[Excerpts from a detection dataset]
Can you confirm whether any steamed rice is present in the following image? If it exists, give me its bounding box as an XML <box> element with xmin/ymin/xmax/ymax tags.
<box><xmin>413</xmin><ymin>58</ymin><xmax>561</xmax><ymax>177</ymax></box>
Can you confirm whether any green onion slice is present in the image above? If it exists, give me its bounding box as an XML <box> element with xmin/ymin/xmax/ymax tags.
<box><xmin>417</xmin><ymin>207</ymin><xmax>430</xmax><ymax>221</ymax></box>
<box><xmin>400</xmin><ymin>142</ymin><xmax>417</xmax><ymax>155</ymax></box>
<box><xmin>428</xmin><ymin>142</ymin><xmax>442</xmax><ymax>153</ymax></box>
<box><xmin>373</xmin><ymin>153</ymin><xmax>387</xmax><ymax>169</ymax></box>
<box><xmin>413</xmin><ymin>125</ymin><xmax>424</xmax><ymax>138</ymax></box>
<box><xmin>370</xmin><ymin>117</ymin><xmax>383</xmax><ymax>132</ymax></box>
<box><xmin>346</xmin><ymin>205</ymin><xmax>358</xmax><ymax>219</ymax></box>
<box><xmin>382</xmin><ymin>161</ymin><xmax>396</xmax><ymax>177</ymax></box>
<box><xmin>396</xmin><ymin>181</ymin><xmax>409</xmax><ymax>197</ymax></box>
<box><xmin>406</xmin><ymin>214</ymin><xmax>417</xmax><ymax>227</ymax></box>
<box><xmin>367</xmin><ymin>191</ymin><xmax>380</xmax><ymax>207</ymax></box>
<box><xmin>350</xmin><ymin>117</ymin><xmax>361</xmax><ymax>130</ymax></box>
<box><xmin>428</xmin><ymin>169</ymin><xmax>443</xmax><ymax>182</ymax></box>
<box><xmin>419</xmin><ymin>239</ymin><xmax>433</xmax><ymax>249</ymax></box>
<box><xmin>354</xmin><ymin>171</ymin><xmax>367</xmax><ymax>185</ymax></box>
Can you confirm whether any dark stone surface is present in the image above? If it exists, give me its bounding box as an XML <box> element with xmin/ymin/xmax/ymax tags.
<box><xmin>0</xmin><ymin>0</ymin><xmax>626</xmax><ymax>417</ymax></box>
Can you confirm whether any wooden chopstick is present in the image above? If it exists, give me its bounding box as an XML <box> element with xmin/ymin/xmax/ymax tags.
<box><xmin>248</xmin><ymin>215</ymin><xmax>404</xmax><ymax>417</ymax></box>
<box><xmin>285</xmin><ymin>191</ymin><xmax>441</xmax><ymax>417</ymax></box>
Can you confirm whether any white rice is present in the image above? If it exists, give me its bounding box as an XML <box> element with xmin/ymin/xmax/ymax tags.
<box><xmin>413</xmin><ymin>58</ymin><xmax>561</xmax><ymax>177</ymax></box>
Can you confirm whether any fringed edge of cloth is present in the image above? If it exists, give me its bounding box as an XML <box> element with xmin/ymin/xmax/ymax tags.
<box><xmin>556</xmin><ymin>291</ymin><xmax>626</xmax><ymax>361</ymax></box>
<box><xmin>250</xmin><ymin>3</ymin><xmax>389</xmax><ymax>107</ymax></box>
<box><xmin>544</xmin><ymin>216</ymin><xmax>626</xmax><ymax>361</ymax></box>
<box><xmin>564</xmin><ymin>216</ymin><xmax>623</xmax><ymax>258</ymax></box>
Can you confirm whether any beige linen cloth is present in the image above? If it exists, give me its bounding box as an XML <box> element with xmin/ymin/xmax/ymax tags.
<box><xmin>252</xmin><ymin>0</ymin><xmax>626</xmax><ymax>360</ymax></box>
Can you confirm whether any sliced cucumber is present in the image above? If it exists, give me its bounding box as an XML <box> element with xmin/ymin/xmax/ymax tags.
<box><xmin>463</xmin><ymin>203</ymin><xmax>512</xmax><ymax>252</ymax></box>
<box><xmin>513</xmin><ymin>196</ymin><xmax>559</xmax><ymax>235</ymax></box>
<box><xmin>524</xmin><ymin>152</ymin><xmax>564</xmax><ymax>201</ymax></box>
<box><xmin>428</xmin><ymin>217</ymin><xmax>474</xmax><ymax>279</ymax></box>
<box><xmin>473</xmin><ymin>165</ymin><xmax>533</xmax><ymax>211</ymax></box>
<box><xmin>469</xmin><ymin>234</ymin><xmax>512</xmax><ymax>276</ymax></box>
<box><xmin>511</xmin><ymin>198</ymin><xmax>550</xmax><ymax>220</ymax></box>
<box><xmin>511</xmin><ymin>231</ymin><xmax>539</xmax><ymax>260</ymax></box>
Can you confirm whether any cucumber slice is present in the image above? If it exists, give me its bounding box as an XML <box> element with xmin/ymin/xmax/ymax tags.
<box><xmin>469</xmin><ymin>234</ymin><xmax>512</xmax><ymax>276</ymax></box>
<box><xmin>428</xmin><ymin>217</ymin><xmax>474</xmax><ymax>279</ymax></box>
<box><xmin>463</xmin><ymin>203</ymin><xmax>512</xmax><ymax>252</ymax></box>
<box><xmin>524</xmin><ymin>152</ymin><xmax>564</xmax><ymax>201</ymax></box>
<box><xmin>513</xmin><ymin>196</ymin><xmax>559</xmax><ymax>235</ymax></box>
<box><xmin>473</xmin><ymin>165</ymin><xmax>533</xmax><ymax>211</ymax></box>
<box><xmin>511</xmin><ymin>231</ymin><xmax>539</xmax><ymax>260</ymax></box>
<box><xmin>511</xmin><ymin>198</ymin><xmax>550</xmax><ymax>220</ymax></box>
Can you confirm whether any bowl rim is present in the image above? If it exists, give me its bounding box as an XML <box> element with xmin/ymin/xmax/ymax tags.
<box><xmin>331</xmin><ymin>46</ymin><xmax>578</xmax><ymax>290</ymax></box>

**PROBLEM TO WORK ON**.
Copy the listing again, starting at the line that contains "Can you confirm whether any bowl" and ending with its final line, and keep the request wording the same. Scale every bounding-box coordinate by 1.15 and round it to a whole number, with halves going up.

**COMPLETED TASK**.
Can you confirm whether any bowl rim is present in the image above? If it exists, give me its bounding box as an XML <box> element with xmin/ymin/xmax/ymax tags.
<box><xmin>381</xmin><ymin>53</ymin><xmax>665</xmax><ymax>334</ymax></box>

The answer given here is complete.